Activity:
Lines outside the range are not wanted. Give again exactly the lines between the line holding "Query: blue lower cabinet" and the line holding "Where can the shrub", inclusive, from the listing below.

Extracted records:
+ + + +

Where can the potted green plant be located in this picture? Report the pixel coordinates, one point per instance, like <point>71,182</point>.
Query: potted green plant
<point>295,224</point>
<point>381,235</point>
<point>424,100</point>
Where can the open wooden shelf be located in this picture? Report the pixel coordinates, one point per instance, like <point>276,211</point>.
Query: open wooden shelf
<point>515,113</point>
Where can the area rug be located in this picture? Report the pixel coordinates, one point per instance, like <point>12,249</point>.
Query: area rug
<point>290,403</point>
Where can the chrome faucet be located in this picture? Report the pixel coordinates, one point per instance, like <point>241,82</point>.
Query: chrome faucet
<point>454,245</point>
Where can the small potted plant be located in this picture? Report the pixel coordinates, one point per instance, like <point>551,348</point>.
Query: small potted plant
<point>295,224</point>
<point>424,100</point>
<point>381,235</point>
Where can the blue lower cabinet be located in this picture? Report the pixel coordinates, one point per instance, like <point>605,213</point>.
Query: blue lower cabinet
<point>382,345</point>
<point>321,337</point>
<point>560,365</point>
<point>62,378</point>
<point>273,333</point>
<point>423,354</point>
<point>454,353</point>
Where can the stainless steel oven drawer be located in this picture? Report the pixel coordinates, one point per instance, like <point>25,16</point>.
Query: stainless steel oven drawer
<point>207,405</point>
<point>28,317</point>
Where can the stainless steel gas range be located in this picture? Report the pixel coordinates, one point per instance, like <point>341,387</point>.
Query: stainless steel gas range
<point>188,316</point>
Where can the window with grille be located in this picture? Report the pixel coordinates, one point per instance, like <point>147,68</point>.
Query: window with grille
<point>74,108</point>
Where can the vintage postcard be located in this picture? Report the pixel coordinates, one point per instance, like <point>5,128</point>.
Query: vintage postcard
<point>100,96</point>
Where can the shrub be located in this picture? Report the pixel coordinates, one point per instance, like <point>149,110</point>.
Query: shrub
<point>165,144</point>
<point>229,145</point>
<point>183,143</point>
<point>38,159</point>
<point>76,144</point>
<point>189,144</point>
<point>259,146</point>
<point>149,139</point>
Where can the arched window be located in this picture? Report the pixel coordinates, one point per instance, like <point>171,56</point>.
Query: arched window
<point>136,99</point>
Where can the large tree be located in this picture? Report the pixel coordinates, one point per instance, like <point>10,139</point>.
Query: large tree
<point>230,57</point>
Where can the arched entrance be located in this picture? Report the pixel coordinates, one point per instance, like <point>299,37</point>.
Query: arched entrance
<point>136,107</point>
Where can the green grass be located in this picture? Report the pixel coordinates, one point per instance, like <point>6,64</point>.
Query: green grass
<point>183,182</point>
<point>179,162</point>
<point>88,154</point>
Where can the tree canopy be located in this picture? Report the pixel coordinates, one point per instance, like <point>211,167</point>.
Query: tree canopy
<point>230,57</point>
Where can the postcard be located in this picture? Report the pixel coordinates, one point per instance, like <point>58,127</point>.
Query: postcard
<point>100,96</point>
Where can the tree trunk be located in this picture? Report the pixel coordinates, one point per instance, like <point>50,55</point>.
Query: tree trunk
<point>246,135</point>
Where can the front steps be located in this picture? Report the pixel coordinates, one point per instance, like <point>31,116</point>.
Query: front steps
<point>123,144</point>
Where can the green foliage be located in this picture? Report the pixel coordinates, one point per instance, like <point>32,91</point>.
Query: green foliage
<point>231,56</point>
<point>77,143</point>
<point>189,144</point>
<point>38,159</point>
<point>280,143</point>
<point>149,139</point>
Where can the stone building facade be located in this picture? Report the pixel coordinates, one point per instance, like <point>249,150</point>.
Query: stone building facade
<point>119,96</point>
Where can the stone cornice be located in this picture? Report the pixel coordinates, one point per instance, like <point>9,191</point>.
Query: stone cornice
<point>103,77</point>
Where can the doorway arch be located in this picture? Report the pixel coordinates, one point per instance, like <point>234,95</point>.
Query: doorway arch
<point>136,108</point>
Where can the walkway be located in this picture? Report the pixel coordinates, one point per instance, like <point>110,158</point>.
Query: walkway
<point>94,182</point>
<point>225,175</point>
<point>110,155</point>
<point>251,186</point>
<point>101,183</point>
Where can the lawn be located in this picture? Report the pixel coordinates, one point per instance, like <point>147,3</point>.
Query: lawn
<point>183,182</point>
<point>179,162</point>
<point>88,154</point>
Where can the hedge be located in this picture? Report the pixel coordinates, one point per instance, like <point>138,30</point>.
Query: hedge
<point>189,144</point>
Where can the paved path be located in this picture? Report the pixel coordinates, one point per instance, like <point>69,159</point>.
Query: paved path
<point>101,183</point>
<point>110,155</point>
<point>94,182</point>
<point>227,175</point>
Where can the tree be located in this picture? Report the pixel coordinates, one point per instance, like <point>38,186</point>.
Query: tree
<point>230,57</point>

+ + + +

Task response:
Query: blue lower cabinet
<point>382,345</point>
<point>321,337</point>
<point>560,365</point>
<point>62,378</point>
<point>273,333</point>
<point>423,354</point>
<point>454,353</point>
Where can the stainless steel oven drawer be located in this picture? Report the pixel coordinates, one point per instance, like <point>25,16</point>.
Query: stainless steel oven drawer
<point>207,405</point>
<point>28,317</point>
Where can the stainless steel gas range be located in this picture? Report the pixel coordinates, one point per instance, like <point>341,387</point>.
Query: stainless steel gas range
<point>188,316</point>
Where can the window with grille be located in this picture? Report the pixel coordinates, one point per instance, like <point>147,68</point>.
Query: window with grille
<point>74,108</point>
Where can the vintage postcard be located in this picture? Report the pixel coordinates, one point per instance, like <point>5,128</point>.
Query: vintage postcard
<point>100,96</point>
Where can the shrub be located in this picture? Report the pixel coordinates, one point per instance, like <point>149,110</point>.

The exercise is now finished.